> _Kaynak Metin_:
================================

Iş hayatı, kim haklı kim haksız

el_emek

Katılımcı Üye
Katılım
19 Eki 2008
Mesajlar
617
Puanları
56
İşsizlik oranının bu boyutlara ulaşması sadece iş beğenmemezlik olarak tanımlanamayacağı görüşündeyim, çözüm için iş dünyası ile üniversiteler arasındaki arz talep dengesinin kurulması ve yetişmiş teknik ara eleman ihtiyacına yönelik bir eğitim sistemi üzerine odaklanılması gerektiğini düşünüyorum.
 
herkes karşı tarafı suçluyor, herkes kendine göre haklı. ama sorunlar bitmiyor, kim çözecek nasıl çözecek belli değil.
https://www.independentturkish.com/node/108916/ekonomi̇/iş-beğenmemezlik-mi-var-yoksa-patronların-beklentileri-mi-çok-yüksek

bana geçinecek parayı versinler ,

patronlar geri kalan para ile mezar banka yatırımlarına devam etsinler , parayı yesinler ,yardım yapsınlar , ne yapacaklarsa.

beğenmeme durumunu genel açıklama şeklinde değil .
1 evinin işe uzaklığı
2 iş arayanın yaşı
3 vs gibi uzar gider .
istatislik yapılmış mı ?
ne göre kime göre

diğer patronlar durumu .
gel çalış , kafadan askeri ücret .

burada her şeyde olmak üzere dengenin önemi !!!
 
Son düzenleme:
Sorunun köküne inmeden yapılacak her türlü düzeltme girişimi ancak günü kurtarır. Samimiyetle bu sorunu baltayla kökünden kesip atacak akılcı ve cesur siyasi hamleler yapılması gerekir.

Öncelikle dengesiz nüfus artışının önüne geçilip nüfus politikası geliştirilmelidir. Bir ülkenin kısıtlı imkanlarına şöyle basit bir örnek verilebilir; Sizin 10 kişilik aileniz var, ama siz akşam eve ancak 4 kişilik ekmek alabiliyorsunuz. Bu evde açlığın baş göstermesi çok doğaldır.

================================

[Konum işaretleme kayıtları]

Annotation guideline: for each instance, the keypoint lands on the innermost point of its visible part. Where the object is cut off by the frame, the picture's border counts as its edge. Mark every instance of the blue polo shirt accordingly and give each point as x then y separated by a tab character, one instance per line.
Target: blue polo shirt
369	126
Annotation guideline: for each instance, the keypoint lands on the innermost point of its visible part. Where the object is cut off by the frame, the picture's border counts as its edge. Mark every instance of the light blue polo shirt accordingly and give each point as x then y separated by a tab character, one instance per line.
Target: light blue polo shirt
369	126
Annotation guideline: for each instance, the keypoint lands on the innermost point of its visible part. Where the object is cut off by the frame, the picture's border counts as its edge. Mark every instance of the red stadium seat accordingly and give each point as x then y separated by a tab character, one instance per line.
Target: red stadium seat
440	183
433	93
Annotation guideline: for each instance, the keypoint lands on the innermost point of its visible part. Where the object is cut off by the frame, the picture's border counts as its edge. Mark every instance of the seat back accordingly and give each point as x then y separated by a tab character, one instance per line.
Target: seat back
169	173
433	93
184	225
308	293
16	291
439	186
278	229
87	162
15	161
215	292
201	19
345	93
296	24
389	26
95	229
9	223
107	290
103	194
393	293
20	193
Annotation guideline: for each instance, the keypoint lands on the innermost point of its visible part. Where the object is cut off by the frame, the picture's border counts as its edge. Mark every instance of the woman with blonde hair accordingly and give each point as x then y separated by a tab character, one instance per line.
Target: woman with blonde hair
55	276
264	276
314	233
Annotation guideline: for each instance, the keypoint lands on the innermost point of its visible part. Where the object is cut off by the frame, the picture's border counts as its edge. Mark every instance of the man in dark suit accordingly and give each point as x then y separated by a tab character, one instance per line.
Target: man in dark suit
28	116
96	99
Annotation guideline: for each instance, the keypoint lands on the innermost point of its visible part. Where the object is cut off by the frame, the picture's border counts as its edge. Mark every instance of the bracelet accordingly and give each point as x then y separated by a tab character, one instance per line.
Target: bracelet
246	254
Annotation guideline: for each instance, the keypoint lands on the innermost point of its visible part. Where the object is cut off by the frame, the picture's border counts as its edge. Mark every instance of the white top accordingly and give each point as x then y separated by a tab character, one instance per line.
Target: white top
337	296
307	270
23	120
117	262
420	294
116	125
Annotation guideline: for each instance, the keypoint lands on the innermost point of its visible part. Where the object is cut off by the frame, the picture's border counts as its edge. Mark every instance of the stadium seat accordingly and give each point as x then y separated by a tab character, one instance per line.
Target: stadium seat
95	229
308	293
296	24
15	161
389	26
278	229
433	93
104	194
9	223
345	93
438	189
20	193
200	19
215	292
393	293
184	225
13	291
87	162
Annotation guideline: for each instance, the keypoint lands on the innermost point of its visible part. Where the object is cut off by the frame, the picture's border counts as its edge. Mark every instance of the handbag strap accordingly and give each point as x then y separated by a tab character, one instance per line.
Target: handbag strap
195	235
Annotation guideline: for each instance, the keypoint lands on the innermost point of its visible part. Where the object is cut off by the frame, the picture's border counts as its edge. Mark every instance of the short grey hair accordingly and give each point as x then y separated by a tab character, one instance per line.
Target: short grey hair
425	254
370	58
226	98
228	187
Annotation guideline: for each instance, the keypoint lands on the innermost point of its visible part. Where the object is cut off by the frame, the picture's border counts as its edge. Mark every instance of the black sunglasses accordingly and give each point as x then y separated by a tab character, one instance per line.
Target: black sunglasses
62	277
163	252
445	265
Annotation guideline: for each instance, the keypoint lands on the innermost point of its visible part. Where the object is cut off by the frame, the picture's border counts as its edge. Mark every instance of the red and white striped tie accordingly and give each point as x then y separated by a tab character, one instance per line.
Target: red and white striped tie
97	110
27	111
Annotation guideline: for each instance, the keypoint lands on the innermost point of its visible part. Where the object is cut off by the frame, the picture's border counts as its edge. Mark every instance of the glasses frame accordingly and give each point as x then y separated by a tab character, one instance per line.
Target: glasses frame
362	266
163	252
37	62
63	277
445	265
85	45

================================

> _Alıştırma Tanımı_: Kaynak metne göre işsizliğin çözümü için iş dünyası hangi kurumlarla arz talep dengesi kurmalıdır? Bu alıştırmanın çözümü için kayıtlara ihtiyaç duyulmamaktadır.

> _Görevin Çözümü_: Üniversitelerle.